- **Problem description**:
Copy the data that follows, exactly and completely.

- **Records supplied**:
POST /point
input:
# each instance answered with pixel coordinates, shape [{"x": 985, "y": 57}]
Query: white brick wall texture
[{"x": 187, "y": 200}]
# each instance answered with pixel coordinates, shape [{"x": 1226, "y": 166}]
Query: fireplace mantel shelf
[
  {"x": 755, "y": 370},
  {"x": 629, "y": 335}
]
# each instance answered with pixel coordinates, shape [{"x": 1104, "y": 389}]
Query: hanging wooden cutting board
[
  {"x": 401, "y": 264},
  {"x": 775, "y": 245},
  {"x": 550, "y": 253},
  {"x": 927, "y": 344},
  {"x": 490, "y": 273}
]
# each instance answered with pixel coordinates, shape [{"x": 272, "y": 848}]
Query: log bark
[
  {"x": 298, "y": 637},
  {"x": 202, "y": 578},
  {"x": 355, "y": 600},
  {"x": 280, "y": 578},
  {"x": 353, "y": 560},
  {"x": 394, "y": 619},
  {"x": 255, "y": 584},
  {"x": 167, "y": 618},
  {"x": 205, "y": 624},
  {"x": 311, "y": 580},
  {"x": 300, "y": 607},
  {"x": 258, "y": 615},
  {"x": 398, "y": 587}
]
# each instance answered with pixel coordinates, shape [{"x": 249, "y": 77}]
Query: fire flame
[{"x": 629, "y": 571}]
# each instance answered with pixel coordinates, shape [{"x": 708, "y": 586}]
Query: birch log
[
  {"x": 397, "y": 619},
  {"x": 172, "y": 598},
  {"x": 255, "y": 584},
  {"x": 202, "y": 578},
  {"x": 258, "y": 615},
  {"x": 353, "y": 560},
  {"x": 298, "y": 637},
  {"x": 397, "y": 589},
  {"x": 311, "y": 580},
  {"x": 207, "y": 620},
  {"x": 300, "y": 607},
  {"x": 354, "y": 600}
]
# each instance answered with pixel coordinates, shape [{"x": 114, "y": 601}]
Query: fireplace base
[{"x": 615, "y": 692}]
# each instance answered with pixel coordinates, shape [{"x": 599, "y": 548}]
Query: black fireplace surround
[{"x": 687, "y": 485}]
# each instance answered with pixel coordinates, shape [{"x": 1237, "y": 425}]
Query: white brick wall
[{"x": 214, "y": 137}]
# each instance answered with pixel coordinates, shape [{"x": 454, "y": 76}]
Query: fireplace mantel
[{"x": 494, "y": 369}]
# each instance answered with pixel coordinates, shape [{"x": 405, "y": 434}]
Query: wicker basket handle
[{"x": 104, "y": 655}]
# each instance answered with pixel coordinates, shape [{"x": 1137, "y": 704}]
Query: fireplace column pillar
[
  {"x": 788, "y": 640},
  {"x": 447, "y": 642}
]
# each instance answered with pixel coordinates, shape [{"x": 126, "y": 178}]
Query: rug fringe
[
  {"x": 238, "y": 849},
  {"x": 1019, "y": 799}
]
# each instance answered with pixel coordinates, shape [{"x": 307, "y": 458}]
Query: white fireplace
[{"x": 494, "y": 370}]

- **Result of the task**:
POST /point
input:
# each instance answered with pixel coordinates, shape [{"x": 985, "y": 57}]
Query: white brick wall texture
[{"x": 187, "y": 200}]
# each instance answered with pixel coordinates, shape [{"x": 1226, "y": 166}]
Query: fireplace mantel shelf
[
  {"x": 755, "y": 370},
  {"x": 629, "y": 335}
]
# each instance answered with pixel coordinates, shape [{"x": 1104, "y": 389}]
Query: hanging wooden cutting board
[
  {"x": 401, "y": 264},
  {"x": 775, "y": 245},
  {"x": 550, "y": 253},
  {"x": 927, "y": 344},
  {"x": 490, "y": 273}
]
# each instance answered with pixel coordinates, shape [{"x": 272, "y": 848}]
Query: log bark
[
  {"x": 298, "y": 637},
  {"x": 202, "y": 578},
  {"x": 355, "y": 600},
  {"x": 280, "y": 578},
  {"x": 353, "y": 560},
  {"x": 394, "y": 619},
  {"x": 255, "y": 584},
  {"x": 167, "y": 618},
  {"x": 205, "y": 624},
  {"x": 311, "y": 580},
  {"x": 300, "y": 607},
  {"x": 258, "y": 615},
  {"x": 398, "y": 587}
]
# each instance answered with pixel coordinates, shape [{"x": 249, "y": 77}]
Query: fire flame
[{"x": 629, "y": 571}]
# each instance answered with pixel coordinates, shape [{"x": 708, "y": 586}]
Query: birch log
[
  {"x": 397, "y": 619},
  {"x": 172, "y": 598},
  {"x": 255, "y": 584},
  {"x": 202, "y": 578},
  {"x": 258, "y": 615},
  {"x": 353, "y": 560},
  {"x": 298, "y": 637},
  {"x": 397, "y": 589},
  {"x": 311, "y": 580},
  {"x": 207, "y": 620},
  {"x": 300, "y": 607},
  {"x": 354, "y": 600}
]
# each instance answered with pixel coordinates, shape [{"x": 114, "y": 601}]
Query: fireplace base
[{"x": 615, "y": 692}]
# each instance answered with pixel coordinates, shape [{"x": 599, "y": 548}]
Query: black fireplace surround
[{"x": 687, "y": 485}]
# each instance answered with pixel coordinates, shape [{"x": 1237, "y": 425}]
Query: white brick wall
[{"x": 214, "y": 137}]
# each instance answered with pixel coordinates, shape [{"x": 454, "y": 76}]
Query: fireplace mantel
[{"x": 494, "y": 369}]
# each instance answered with pixel coordinates, shape [{"x": 405, "y": 434}]
Query: wicker basket handle
[{"x": 104, "y": 655}]
# each instance answered with pixel coordinates, shape [{"x": 1137, "y": 704}]
Query: fireplace column pillar
[
  {"x": 788, "y": 640},
  {"x": 447, "y": 642}
]
# each instance answered with pixel coordinates, shape [{"x": 126, "y": 178}]
Query: rug fringe
[
  {"x": 238, "y": 849},
  {"x": 1019, "y": 799}
]
# each instance answered with pixel coordinates, shape [{"x": 307, "y": 458}]
Query: white fireplace
[{"x": 494, "y": 370}]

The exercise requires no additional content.